*** Opening Material provided ***

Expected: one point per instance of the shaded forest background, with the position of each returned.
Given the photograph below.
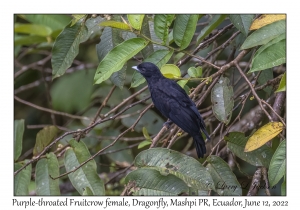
(84, 120)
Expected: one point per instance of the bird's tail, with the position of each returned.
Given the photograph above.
(200, 145)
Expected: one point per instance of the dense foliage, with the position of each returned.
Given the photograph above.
(85, 124)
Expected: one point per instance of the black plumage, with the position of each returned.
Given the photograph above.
(173, 102)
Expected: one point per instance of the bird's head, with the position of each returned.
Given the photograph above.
(147, 69)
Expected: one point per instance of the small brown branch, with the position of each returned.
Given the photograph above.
(223, 46)
(119, 173)
(103, 103)
(80, 132)
(50, 110)
(275, 113)
(103, 149)
(265, 178)
(32, 65)
(203, 45)
(253, 91)
(255, 183)
(156, 139)
(278, 105)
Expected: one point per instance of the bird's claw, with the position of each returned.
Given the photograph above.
(168, 124)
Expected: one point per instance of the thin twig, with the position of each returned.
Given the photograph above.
(50, 110)
(103, 104)
(253, 91)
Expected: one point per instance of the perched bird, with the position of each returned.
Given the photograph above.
(173, 102)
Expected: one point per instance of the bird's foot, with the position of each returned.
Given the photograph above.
(168, 124)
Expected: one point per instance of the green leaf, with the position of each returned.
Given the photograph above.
(145, 30)
(224, 179)
(195, 72)
(236, 142)
(283, 187)
(136, 21)
(144, 144)
(242, 22)
(265, 34)
(76, 18)
(154, 38)
(110, 38)
(66, 47)
(87, 192)
(282, 84)
(170, 71)
(273, 41)
(184, 29)
(73, 98)
(159, 58)
(168, 161)
(22, 179)
(151, 182)
(272, 56)
(182, 82)
(33, 29)
(146, 134)
(28, 40)
(222, 100)
(45, 169)
(86, 176)
(93, 25)
(115, 24)
(55, 22)
(117, 57)
(162, 22)
(18, 138)
(213, 24)
(264, 77)
(194, 192)
(43, 138)
(125, 155)
(277, 167)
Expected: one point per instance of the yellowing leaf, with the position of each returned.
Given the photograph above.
(263, 135)
(170, 71)
(265, 20)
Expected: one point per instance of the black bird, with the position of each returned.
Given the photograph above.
(173, 102)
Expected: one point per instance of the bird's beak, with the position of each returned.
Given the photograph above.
(136, 68)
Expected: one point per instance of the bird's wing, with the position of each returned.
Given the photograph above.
(175, 104)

*** Closing Material provided ***

The copy should match the records above exactly, except that pictures are dropped.

Response to the exercise:
Expected: one point per instance of the shaded forest background, with the position of each returned.
Given the photograph below.
(84, 120)
Expected: one point per instance of the bird's tail, with the position of each returned.
Given the photograph above.
(200, 145)
Expected: one point per instance of the dense foliage, with the position of each returned.
Given the photograph above.
(85, 124)
Expected: one point per instance of the black plumage, with the position of each returned.
Given the photograph above.
(173, 102)
Expected: one point per instance of the bird's head, with the position of each returned.
Given the photograph above.
(147, 69)
Expected: one point per instance of the small brown branch, with the position of each returned.
Given the photograph above.
(223, 46)
(119, 173)
(103, 103)
(80, 132)
(50, 110)
(275, 113)
(103, 149)
(265, 178)
(32, 65)
(203, 45)
(253, 91)
(255, 183)
(156, 139)
(278, 105)
Expected: one point per instance of the bird's claw, with the position of each returned.
Given the photograph above.
(168, 124)
Expected: one point per instance of the thin twig, with the position of each returned.
Given the photograph above.
(50, 110)
(103, 104)
(253, 91)
Expected: one point per instance of the perched bird, with the position of each returned.
Given the photograph above.
(173, 102)
Expected: one point per instance of the bird's foot, with the position of each returned.
Given the photograph above.
(168, 124)
Expected: one point per instance of the green leaf, with the position of each returned.
Given the photograph above.
(145, 30)
(224, 179)
(195, 72)
(236, 142)
(283, 187)
(136, 21)
(144, 144)
(242, 22)
(265, 34)
(76, 18)
(154, 38)
(110, 38)
(66, 47)
(87, 192)
(282, 84)
(170, 71)
(273, 41)
(184, 29)
(73, 98)
(159, 58)
(168, 161)
(22, 179)
(151, 182)
(272, 56)
(182, 82)
(33, 29)
(146, 134)
(28, 40)
(222, 100)
(45, 169)
(86, 176)
(93, 25)
(115, 24)
(55, 22)
(117, 57)
(162, 22)
(18, 138)
(213, 24)
(264, 77)
(194, 192)
(43, 138)
(125, 155)
(277, 167)
Expected: one point per instance of the yellowing leaf, with the position of each returned.
Given the photograph above.
(263, 135)
(170, 71)
(265, 20)
Expected: one point per instance of the black bird, with the position of each returned.
Given the photograph above.
(173, 102)
Expected: one point per instance of the bird's beak, with the position of each returned.
Given the photograph above.
(136, 68)
Expected: one point per instance of the bird's wing, with the position of each returned.
Given the photograph above.
(175, 104)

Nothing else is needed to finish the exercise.